IEEE Talks IoT: Kathy Herring Hayashi

Kathy Herring HayashiKathy Herring Hayashi is a Senior Member IEEE, founder and chair of IEEE San Diego Women In Engineering, a computer science instructor at Palomar College and an independent software professional. In this interview, she connects her experience in semiconductors with the development of the Internet of Things (IoT).

Question: How did you enter the computer science field?

Hayashi: When I went to high school in California, way back when, there were no computer science classes. When I got to college, it was general education for two years. Then I had to pick a major. I had taken a class titled Introduction to Computer Science at the University of California-San Diego and had enjoyed using a program to create a little flower in the computer class. I thought that was fun. So my advisors suggested a computer science major.

So I went into computer science. I went to lectures with hundreds of men and perhaps two women, including me, in every class. I’d been valedictorian in high school and I did well in math and science, which helped with computer science.

But I certainly wasn’t prepared for being a minority in most everything that I did in college. That affects you when you are looking for lab partners, for study groups, etc. At graduation, I saw an opportunity at Unisys Corporation where I could actually work with semiconductors and software.

Question: Were there any lessons learned in terms of the direction that you took and the strength of your momentum going to Unisys right out of school?

== EXERCISE REQUIREMENTS ==
Reproduce the passage of the Hayashi interview starting at "So I went into" and ending at "out of school?". The rows that follow have no connection to the Hayashi interview.

== SUPPLIED MATERIAL ==
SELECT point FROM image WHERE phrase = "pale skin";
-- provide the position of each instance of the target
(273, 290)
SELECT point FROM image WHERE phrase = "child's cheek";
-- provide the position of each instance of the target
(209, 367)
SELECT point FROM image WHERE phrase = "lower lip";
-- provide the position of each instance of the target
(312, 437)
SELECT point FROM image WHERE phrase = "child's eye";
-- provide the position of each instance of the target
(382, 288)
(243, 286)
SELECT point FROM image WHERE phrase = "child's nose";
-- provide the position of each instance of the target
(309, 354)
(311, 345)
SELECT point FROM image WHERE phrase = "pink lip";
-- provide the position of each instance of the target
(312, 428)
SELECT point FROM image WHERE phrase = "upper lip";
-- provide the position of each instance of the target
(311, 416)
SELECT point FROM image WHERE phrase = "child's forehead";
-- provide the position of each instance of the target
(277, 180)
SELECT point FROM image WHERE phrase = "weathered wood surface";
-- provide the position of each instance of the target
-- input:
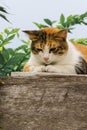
(43, 102)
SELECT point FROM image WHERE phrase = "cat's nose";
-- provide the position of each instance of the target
(46, 58)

== FINISHED EXERCISE ==
So I went into computer science. I went to lectures with hundreds of men and perhaps two women, including me, in every class. I’d been valedictorian in high school and I did well in math and science, which helped with computer science.

But I certainly wasn’t prepared for being a minority in most everything that I did in college. That affects you when you are looking for lab partners, for study groups, etc. At graduation, I saw an opportunity at Unisys Corporation where I could actually work with semiconductors and software.

Question: Were there any lessons learned in terms of the direction that you took and the strength of your momentum going to Unisys right out of school?